** Set problem **
Write out nothing but the lines from the one containing "like [268, 165]." through the last line below, both included, and without the pictures.
=======
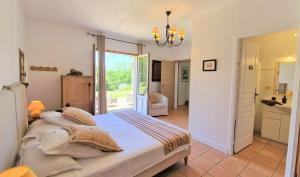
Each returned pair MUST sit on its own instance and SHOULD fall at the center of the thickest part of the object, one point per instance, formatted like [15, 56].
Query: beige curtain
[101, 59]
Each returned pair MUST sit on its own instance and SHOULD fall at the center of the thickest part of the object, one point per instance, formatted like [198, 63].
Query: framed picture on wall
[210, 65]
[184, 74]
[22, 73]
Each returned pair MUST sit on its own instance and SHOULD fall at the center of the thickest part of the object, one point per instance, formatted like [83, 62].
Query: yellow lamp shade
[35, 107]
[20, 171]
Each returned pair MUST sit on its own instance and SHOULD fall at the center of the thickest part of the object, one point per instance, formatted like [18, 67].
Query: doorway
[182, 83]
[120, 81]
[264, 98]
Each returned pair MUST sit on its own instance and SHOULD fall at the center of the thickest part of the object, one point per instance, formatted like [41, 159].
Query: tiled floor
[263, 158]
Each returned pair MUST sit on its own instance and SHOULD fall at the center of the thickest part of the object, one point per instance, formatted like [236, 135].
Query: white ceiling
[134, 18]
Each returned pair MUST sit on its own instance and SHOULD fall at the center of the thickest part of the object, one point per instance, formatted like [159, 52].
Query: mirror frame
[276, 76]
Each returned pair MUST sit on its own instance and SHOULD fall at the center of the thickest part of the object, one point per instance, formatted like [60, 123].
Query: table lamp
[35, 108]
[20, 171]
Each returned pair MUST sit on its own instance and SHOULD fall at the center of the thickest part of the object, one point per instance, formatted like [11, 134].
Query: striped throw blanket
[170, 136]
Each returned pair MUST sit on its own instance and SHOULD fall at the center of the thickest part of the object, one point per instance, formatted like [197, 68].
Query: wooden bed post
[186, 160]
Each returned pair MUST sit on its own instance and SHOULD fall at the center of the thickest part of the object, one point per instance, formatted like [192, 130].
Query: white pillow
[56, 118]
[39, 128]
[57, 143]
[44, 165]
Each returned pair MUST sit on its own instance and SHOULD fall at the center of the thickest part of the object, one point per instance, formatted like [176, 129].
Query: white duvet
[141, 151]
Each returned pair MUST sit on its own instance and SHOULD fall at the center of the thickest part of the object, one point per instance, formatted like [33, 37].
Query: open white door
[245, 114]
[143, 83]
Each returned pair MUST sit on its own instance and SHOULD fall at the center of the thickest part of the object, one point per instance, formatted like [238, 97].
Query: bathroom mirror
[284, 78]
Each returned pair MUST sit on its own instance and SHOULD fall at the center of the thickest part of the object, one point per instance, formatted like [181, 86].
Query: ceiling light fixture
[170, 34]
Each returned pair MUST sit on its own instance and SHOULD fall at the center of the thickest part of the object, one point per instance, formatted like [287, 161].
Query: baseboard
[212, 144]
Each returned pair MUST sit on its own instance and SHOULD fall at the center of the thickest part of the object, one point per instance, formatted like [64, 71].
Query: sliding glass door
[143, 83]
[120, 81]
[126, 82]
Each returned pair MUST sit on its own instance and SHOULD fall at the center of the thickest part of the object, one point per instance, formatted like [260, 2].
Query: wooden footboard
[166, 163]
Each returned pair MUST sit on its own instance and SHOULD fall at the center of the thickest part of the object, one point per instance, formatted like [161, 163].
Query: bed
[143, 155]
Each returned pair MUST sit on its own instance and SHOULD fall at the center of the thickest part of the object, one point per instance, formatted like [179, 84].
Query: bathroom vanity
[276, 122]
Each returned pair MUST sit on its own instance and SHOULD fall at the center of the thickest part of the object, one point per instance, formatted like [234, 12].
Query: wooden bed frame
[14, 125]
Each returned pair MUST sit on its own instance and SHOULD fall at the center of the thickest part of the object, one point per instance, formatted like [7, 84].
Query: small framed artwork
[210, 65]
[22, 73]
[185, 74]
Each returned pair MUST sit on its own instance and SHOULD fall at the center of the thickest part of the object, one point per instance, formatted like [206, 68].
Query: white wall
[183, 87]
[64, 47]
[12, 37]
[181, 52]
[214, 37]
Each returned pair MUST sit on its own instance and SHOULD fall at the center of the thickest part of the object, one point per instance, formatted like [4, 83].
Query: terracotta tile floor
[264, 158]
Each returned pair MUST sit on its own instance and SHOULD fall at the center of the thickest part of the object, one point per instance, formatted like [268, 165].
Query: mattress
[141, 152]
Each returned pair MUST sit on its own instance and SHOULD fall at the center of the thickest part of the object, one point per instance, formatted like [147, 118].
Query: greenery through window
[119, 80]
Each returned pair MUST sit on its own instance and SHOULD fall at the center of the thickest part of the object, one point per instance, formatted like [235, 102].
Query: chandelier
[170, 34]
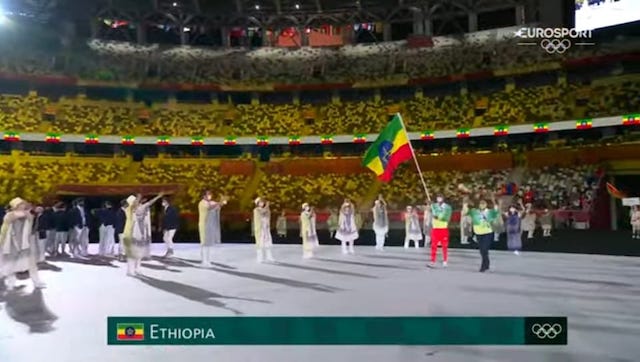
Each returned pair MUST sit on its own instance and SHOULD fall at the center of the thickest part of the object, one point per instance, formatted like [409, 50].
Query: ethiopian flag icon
=======
** Exercise answer **
Each returned pair MUST sit on its own instance and SHOULD fall at the center of the thickest part of the object, one point per instance, formatted like [268, 165].
Query: mattress
[141, 152]
Each returned pair MUST sit on its own instance and SHOULD fall at the center of the thickest part of the object, one point per instance, formatted like [147, 118].
Query: greenery through window
[119, 80]
Each returned pair MUST sit on its own instance and SHOULD fall at the center of the thickest part of the object, one point per instance, formatted like [235, 102].
Query: chandelier
[170, 34]
Each returned pair MUST sit on its own instance and SHOULD fall at the center of the thickest part of the object, one point per instance, formatted like [409, 50].
Query: ethiopian flag icon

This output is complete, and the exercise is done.